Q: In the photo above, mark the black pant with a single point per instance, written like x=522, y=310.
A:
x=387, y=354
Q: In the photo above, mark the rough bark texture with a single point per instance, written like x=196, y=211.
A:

================================

→ **Exercise goal**
Rewrite the entries above, changing "single point" to "single dot" and leaving everything else unchanged.

→ **Expected answer**
Q: In the photo above, mark the black pant with a single dot per instance, written like x=522, y=310.
A:
x=387, y=354
Q: In the photo above, mark the rough bark texture with a single dot per instance, written like x=196, y=211.
A:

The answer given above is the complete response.